> Exercise
With the images removed, write out each record exactly as given.

++++ Task material

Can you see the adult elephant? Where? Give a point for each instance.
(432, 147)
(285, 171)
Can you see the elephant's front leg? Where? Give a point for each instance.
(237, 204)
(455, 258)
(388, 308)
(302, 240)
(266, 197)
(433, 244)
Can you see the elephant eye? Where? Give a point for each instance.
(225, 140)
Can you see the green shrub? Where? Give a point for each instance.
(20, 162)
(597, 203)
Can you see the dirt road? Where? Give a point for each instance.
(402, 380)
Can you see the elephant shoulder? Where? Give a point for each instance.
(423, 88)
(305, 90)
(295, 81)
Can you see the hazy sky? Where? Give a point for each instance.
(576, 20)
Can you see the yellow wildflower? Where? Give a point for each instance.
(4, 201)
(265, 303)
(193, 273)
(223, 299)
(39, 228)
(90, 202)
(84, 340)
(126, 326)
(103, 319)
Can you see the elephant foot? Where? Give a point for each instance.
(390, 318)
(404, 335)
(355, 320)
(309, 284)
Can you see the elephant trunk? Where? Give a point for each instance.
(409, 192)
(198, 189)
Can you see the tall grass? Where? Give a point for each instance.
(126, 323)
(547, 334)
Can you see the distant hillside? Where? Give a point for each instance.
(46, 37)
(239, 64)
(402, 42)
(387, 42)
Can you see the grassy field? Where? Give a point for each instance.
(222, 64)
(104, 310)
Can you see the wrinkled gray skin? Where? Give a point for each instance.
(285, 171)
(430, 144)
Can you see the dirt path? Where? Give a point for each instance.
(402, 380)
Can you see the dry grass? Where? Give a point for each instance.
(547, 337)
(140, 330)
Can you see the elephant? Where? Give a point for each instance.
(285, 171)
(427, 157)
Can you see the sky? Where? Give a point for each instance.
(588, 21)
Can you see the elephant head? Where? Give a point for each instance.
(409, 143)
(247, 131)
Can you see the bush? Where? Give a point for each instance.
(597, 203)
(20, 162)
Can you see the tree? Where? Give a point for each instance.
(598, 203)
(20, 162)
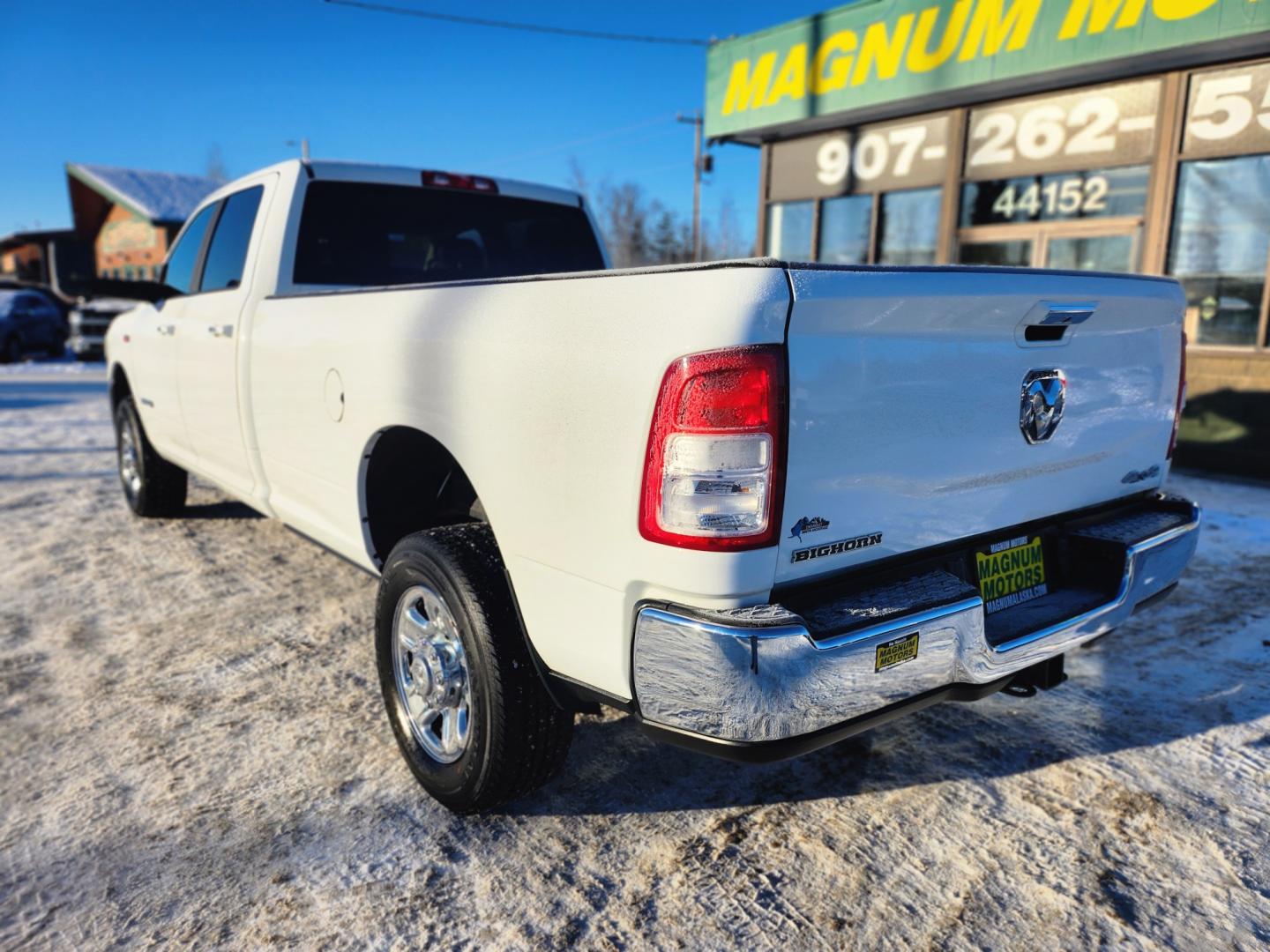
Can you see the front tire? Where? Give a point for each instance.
(153, 487)
(467, 709)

++++++++

> Exercise answer
Can you see the adult elephant? Where? Give a point for each instance.
(432, 147)
(285, 171)
Can you see the elephant's front leg? Where? Give a point for each instance.
(237, 204)
(455, 258)
(388, 308)
(302, 240)
(266, 197)
(433, 244)
Can you see the elephant eye? Where? Give a point for each instance.
(225, 140)
Can you see the green shrub? Where? Give a point for each instance.
(20, 162)
(597, 203)
Can you see the dirt road? Where? Give a point for each instance.
(402, 380)
Can you see the elephant shoulder? Where? Give a point for each instance.
(423, 88)
(305, 90)
(295, 81)
Can you see the hazy sky? Where? Give a point for each instance.
(576, 20)
Can you see the yellow wildflower? Where? Give a point for each instance.
(4, 201)
(265, 303)
(193, 273)
(223, 299)
(39, 228)
(90, 202)
(84, 340)
(126, 326)
(103, 319)
Can you see the elephant foot? Where? Give a point for each instance.
(390, 318)
(404, 335)
(355, 320)
(309, 284)
Can you see the elephant trunk? Where? Give a point for each instance.
(409, 192)
(198, 189)
Can you see the tall grass? Where? Give a point for each instance.
(126, 323)
(547, 334)
Can you see the distant hillside? Where? Give a point for each instance.
(46, 37)
(239, 64)
(402, 42)
(387, 42)
Can you see the grassy field? Where? Give a point for each instance.
(222, 64)
(104, 310)
Can you see the wrinkled gray skin? Where? Give a point for each instance.
(285, 171)
(430, 144)
Can you see the dirt path? Where? Give a point for each instance.
(402, 380)
Can you see the dry grass? Where? Give a point for each instance.
(547, 337)
(140, 330)
Can you see the elephant? Where? Give a point for each instance.
(285, 171)
(427, 157)
Can you see the sky? Where? Give a point for each instance.
(588, 21)
Can you see the elephant head? Where? Give a point for each instance.
(409, 143)
(247, 131)
Can you see the bush? Where? Give a point for each instance.
(597, 203)
(20, 162)
Can you see the tree? Where? Give a point for each instance.
(598, 203)
(20, 162)
Can you see the front tire? Where? Give a point for each instance.
(153, 487)
(467, 709)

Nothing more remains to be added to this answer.